WHAT THE EXERCISE ASKS -> Take the material below and retype it in full; pictures are left out.

── EXERCISE INPUTS

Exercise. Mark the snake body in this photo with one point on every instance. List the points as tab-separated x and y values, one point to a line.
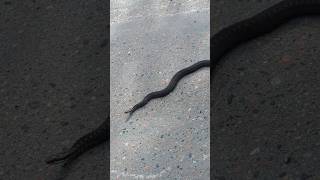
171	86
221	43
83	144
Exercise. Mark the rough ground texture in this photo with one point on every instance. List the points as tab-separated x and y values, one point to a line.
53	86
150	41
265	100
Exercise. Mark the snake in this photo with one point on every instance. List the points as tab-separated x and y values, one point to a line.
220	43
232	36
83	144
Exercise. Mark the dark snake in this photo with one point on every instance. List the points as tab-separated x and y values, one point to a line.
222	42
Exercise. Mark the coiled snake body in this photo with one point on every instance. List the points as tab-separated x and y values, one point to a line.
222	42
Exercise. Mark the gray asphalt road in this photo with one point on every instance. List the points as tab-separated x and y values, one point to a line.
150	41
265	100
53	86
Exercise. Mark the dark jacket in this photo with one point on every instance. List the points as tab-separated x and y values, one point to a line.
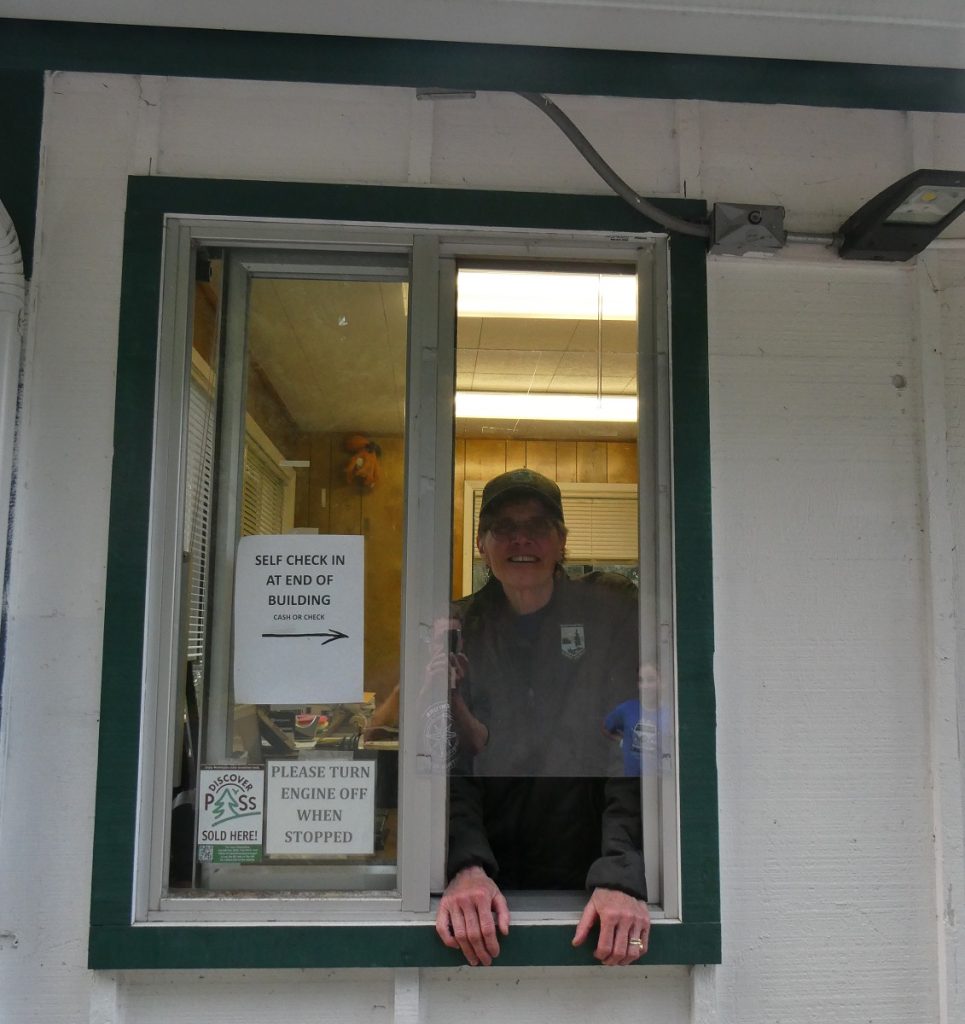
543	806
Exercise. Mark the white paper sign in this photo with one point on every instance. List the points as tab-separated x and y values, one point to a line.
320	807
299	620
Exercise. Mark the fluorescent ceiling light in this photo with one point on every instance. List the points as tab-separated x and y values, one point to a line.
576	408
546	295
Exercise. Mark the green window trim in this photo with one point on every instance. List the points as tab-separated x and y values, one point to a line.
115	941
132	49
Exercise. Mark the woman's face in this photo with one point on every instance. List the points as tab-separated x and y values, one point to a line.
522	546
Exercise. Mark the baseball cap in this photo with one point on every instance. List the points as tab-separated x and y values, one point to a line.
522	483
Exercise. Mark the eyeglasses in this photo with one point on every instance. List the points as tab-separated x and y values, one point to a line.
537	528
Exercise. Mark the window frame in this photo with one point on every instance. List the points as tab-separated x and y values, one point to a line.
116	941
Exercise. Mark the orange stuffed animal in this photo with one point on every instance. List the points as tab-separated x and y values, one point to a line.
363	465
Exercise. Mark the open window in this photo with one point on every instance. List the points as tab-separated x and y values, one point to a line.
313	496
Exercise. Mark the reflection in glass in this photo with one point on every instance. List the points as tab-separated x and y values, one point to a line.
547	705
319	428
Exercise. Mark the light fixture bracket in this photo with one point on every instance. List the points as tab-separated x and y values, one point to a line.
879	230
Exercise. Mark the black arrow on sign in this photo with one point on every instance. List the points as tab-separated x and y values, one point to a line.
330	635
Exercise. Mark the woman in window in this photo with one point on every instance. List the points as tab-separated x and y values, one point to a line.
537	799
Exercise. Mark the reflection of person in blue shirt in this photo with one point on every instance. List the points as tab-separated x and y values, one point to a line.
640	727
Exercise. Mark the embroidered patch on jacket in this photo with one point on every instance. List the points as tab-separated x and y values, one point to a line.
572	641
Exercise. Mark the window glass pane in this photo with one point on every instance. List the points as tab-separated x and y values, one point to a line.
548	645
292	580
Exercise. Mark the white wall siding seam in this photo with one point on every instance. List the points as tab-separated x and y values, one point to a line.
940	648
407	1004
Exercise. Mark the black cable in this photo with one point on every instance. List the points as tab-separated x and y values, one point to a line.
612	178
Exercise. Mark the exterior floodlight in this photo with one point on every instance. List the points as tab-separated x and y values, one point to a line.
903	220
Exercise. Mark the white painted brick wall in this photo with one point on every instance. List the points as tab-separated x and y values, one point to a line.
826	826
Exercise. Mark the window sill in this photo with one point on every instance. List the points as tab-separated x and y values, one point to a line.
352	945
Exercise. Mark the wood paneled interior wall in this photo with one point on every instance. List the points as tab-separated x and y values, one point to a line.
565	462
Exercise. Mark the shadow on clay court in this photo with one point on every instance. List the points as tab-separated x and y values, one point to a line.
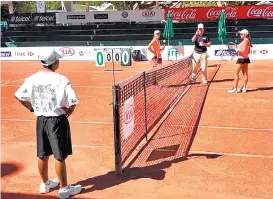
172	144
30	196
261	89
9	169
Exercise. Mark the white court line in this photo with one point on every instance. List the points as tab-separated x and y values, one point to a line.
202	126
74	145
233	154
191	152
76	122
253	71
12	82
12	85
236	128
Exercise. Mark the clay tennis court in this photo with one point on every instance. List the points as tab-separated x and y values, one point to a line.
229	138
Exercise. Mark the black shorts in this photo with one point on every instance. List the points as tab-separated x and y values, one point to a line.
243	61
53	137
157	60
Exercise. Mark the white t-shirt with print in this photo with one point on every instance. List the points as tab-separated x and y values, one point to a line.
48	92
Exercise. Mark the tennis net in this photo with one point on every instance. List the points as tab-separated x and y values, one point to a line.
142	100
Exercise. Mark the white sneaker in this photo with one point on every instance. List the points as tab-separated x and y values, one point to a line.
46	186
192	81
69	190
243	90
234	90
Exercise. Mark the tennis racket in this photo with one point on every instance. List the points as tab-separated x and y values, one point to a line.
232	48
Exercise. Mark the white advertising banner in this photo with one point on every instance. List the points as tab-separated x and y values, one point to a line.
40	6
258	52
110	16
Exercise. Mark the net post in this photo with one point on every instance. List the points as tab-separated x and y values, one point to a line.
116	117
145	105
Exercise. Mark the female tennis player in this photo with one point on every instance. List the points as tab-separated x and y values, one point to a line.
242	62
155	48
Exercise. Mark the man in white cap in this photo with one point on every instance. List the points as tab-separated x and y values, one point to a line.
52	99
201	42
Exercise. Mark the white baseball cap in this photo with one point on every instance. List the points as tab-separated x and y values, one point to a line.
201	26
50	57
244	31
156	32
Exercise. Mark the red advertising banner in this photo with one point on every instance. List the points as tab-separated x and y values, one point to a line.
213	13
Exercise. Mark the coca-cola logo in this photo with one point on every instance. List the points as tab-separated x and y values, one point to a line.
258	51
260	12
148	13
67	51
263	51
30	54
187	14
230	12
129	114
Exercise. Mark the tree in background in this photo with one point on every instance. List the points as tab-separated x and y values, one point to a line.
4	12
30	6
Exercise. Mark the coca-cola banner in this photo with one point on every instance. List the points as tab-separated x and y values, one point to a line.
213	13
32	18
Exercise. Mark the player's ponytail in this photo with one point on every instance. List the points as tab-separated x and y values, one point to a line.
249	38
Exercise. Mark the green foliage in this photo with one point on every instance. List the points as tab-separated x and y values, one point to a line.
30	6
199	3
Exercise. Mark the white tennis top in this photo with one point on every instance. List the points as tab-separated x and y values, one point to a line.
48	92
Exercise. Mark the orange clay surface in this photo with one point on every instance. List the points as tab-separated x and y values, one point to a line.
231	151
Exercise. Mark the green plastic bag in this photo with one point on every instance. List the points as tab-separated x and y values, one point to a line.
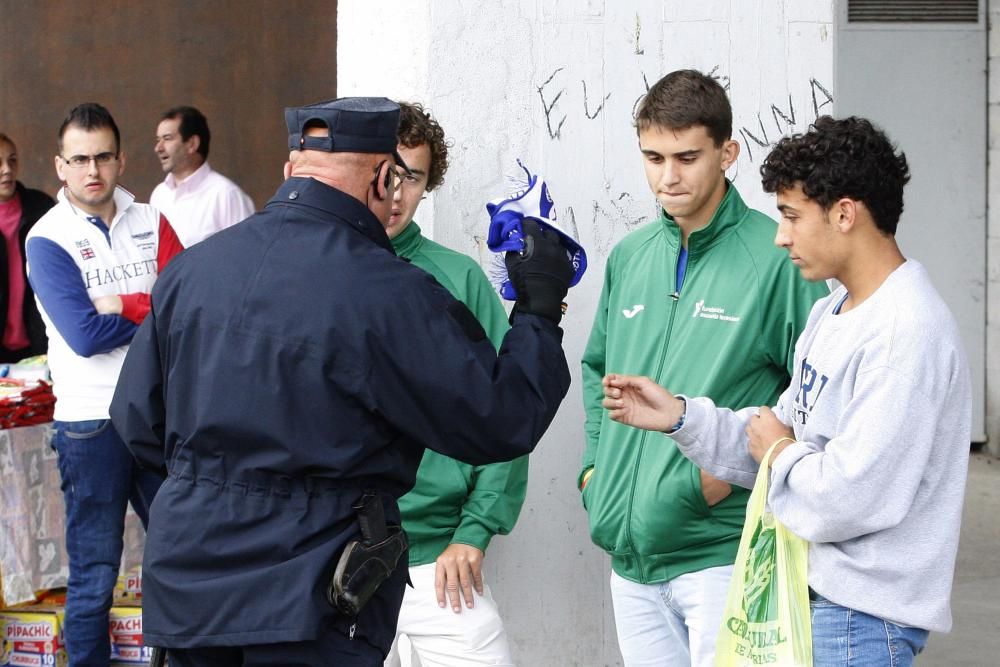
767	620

────

EXERCISE RESULT ->
Exercise. Mark the snake body in this photo with one point on every instance. List the points as tab-separated x and y values, one point to a line.
171	86
221	43
83	144
Exercise. Mark the rough ground texture in this photo with one point on every instance. List the points as tab-separated x and y values, one point to a line.
53	86
150	41
265	100
Exercise. Mark the snake in this photo with one point on every instance. List the points as tab-separated x and y values, one point to a line.
220	43
232	36
83	144
Exercise. Mark the dark snake in this photo with one point on every instance. List the points as tab-separated x and y values, one point to a line.
222	42
Exercise. Mark the coiled snake body in this photo with one point on every instance. List the points as tab-separated x and y values, one point to a line.
222	42
Exercise. Mark the gray asphalt road in this photo with one point on every instance. List the points as tab-separated x and y values, one point to a line.
150	41
265	100
53	86
Exercise. Mark the dark jacket in this photo with one point on every instance. List the points as tab-separated x and y values, one point to a line.
543	806
Exercise. Mark the white paper sign in this photo with one point on every instance. List the points as tab-separated x and y values, one point to a line.
320	807
299	620
Exercise. Mark the fluorescent ceiling light in this photo with one point on every instance. List the points as tab-separated x and y values, one point to a line.
576	408
546	295
Exercise. Mark the green window trim in this photo with one point on every instance. List the points as tab-separated x and y values, one point to a line.
115	941
132	49
Exercise. Mark the woman's face in this photo with one point on every instance. List the points as tab-separated x and y values, one point to a line.
522	546
Exercise. Mark the baseball cap in this photo with one point on every instance. List the points as tab-separated x and y values, one point to a line.
522	483
Exercise. Mark the eyeglasses in this photo with one point on every instance. List the points as tab-separated x and y values, one point to a line.
537	528
Exercise. Mark the window frame in this photo with one point on every instance. List the points as tab-separated x and y values, one point to a line.
116	941
Exercise. Mark the orange stuffed animal in this photo with one point on every instance. List the points as tab-separated x and y values, one point to a line.
363	465
Exercise. Mark the open window in this photo with one point on every instance. List the points as tab-separated x and y values, one point to a line.
313	496
Exercise. Mark the reflection in glass in this photo with one point on every instance. List the points as tab-separated x and y values, one point to a line.
547	705
319	428
Exercise. Mark the light fixture bracket in this photo with one point on every instance. List the points as tab-separated x and y values, one point to a line.
879	230
Exercise. Mark the black arrow on sign in this photo with one point on every instance. List the points as tab-separated x and y values, one point to a line.
330	635
Exercise. Mark the woman in window in this photo with one point on every instance. List the points as tab-separated x and y values, one point to a line.
537	799
Exercise. Mark the reflection of person in blue shirt in this photo with one point on every instance. List the points as tab-separated x and y values, one point to a line.
640	727
Exercise. Mark the embroidered patch on jacket in this photo with one point on every instance. List the points as tab-separated x and y values, one point to a line.
572	641
Exercise. Mark the window glass pane in this photo with one point on every instance. List the points as tab-separated x and y values, one point to a line.
548	645
292	580
Exercise. Mark the white wall siding seam in this photo with one point on every instance. List the points as tab-separated x and y values, one point to a line.
940	648
407	1004
Exercise. Mark the black cable in this photo with one point on every instance. List the points as tab-separated x and y values, one point to a line.
612	178
Exercise. Mark the exterior floodlight in this photo with one point on every instance. List the points as tab-separated x and y values, one point to a line.
903	220
Exercise. Mark the white painted brick wall in this photo with one point on every instance. List the points as tab-separated x and y values, one point to a line.
826	826
Exercise. Mark the window sill in this photo with one point on every instance. List the points as tab-separated x and y values, one point to a line.
352	945
Exercise. Mark the wood paneled interior wall in this photo with one point on every instance. List the points as tab-separated x and y values, one point to a line.
565	462
Exercise. Mark the shadow on clay court in this photo with one point on every instance. List the points as tab-separated x and y values, one point to a line.
172	144
30	196
261	89
9	169
Exercise. Mark the white court line in this photo with one point on every instance. List the points as tab-separated x and y values, one point to a line.
202	126
74	145
233	154
191	152
76	122
253	71
12	82
12	85
236	128
Exercise. Mark the clay tennis court in this photo with one point on every instance. List the points as tab-separated x and y values, one point to a line.
229	138
Exercise. Mark the black shorts in this photo with one point on every instance. List the points as tab-separated x and y values, one point to a line.
243	61
53	137
157	60
Exercise. Mark the white t-shirt with print in this photo with one point on every instance. List the points as tab-separated x and y values, one point to a line.
48	92
Exercise. Mark the tennis net in this photo with one point on every instance. List the points as tab-separated x and y values, one point to a line.
142	100
Exercise. Mark the white sneaker in this photo with one point on every instance. List the points as tab-separated x and y values, one point to a line.
46	186
192	81
69	190
243	90
234	90
Exercise. Mark the tennis racket in this photo with one point on every instance. List the points as tab-separated x and y values, one point to a line.
232	48
Exercise. Mark the white advertising banner in this photo with one point on every instance. List the points as tab-separated x and y values, one point to a line.
40	6
258	52
110	16
Exercise. Mark the net post in this photo with one point on every instance. List the points as tab-separated x and y values, one point to a line.
116	117
145	105
Exercise. Mark the female tennis player in this photo with one point on every instance. List the points as tab-separated x and y values, one point to a line.
242	62
155	48
Exercise. Mark the man in white cap in this photo with one point on every instance. List the points as tab-separated x and y values, one point to a line.
52	99
201	42
Exercise. Mark the white baseball cap in this photo with one point on every instance. List the points as tab-separated x and y values, one point to a line.
201	26
50	57
244	31
156	32
Exercise. Mark the red advertising banner in this photo with one point on every instance. List the points as tab-separated x and y values, one point to a line.
213	13
Exercise. Mark the coca-cola logo in this photo with one point on every instance. List the points as tab-separated x and y values, one point to a line.
258	51
260	12
148	13
67	51
263	51
30	54
187	14
230	12
129	114
Exercise. Mark the tree in background in this photo with one point on every instance. List the points as tab-separated x and y values, one point to a line.
4	12
30	6
Exercise. Mark the coca-cola banner in this photo with one point on every instance. List the points as tab-separated x and y values, one point to a line.
213	13
32	18
Exercise. Mark the player's ponytail in this photo with one point on every instance. List the points as tab-separated x and y values, one point to a line.
249	38
Exercise. Mark the green foliage in this photo with one point on every instance. List the points as tab-separated x and y values, one point to a line.
30	6
199	3
Exercise. Mark the white tennis top in this photo with one point on every instance. List the points as tab-separated x and y values, one point to a line.
48	92
Exercise. Mark the orange clay surface in this photo with one point on every instance. List the points as tab-separated x and y values, one point to a line.
231	151
Exercise. Mark the green plastic bag in this photo with one point on every instance. List the points as tab-separated x and y values, one point to a line.
767	620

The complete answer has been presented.